## [TÂCHE COURTE A]
D'après l'extrait choisi, pourquoi une liaison aérienne ou ferroviaire proche du domicile est-elle indispensable aux professionnels en télétravail ? Répondez en une ou deux phrases.

Cependant, même s’ils pratiquent le télétravail, ces professionnels doivent se rendre ponctuellement dans leur entreprise ou en clientèle, parfois pour une seule journée dans la semaine. L’existence d’une liaison aérienne ou ferroviaire proche du domicile leur est donc indispensable. Certaines villes moyennes ont pris conscience de cette mutation profonde : la ville d’Alès (département du Gard), par exemple, déploie des panneaux publicitaires dans Paris pour inciter les télétravailleurs à venir s’installer dans les Cévennes, mettant en avant la liaison TGV entre Nîmes et Paris, réalisée en trois heures, ce qui rend possible un aller-retour dans la journée.

Notre département a beaucoup mieux à offrir, en qualité de vie, que les Cévennes ! Mais encore faut-il avoir des transports permettant un aller-retour sur Paris dans la journée, ce qui n’est pas possible avec le TGV (plus de cinq heures pour un Perpignan-Paris). La décision d’Air France risque donc de nous faire manquer une opportunité unique d’attirer dans le département une population active, jeune, et dont le pouvoir d’achat élevé bénéficierait au tissu économique local, du BTP à la restauration en passant par l’aide à domicile. L’arrivée de cette population aurait aussi pour effet de stimuler les activités culturelles et sportives de nos villes.

La décision d’Air France est d’autant plus scandaleuse que cette compagnie aérienne bénéfice d’une situation de monopole sur Perpignan, bafouant ainsi les sacro-saintes règles de l’économie de marché. Depuis la disparition de la concurrence (AOM et EAS), les prix d’Air France n’ont cessé d’augmenter, à tel point qu’un vol Paris-Perpignan le week-end peut couter plus cher qu’un vol Paris-New York. En fait, Air France, grâce à son monopole, réalise des marges énormes sur la ligne Paris-Perpignan. Les prix s’étaient quelque peu stabilisés cet été, en raison de la crise sanitaire, qui a réduit la demande de voyage – dans une économie de marché, lorsque la demande se réduit, les prix diminuent. Cependant, en réduisant l’offre de vol, Air France va pouvoir ré-augmenter les prix.

## [DONNÉES ENREGISTRÉES]
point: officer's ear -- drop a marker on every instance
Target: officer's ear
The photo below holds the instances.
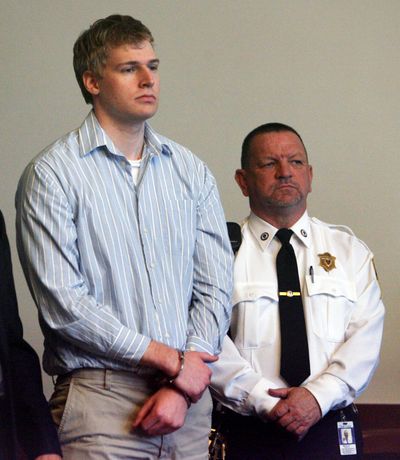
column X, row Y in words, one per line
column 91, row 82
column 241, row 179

## [TÂCHE COURTE B]
Comptez les lignes des enregistrements ci-dessus qui contiennent la chaîne "officer" et donnez uniquement ce nombre.

## [RÉSULTAT A]
Même en télétravail, ces professionnels doivent se rendre ponctuellement dans leur entreprise ou en clientèle, parfois pour une seule journée dans la semaine. Une liaison aérienne ou ferroviaire proche de leur domicile leur est donc indispensable.

## [RÉSULTAT B]
2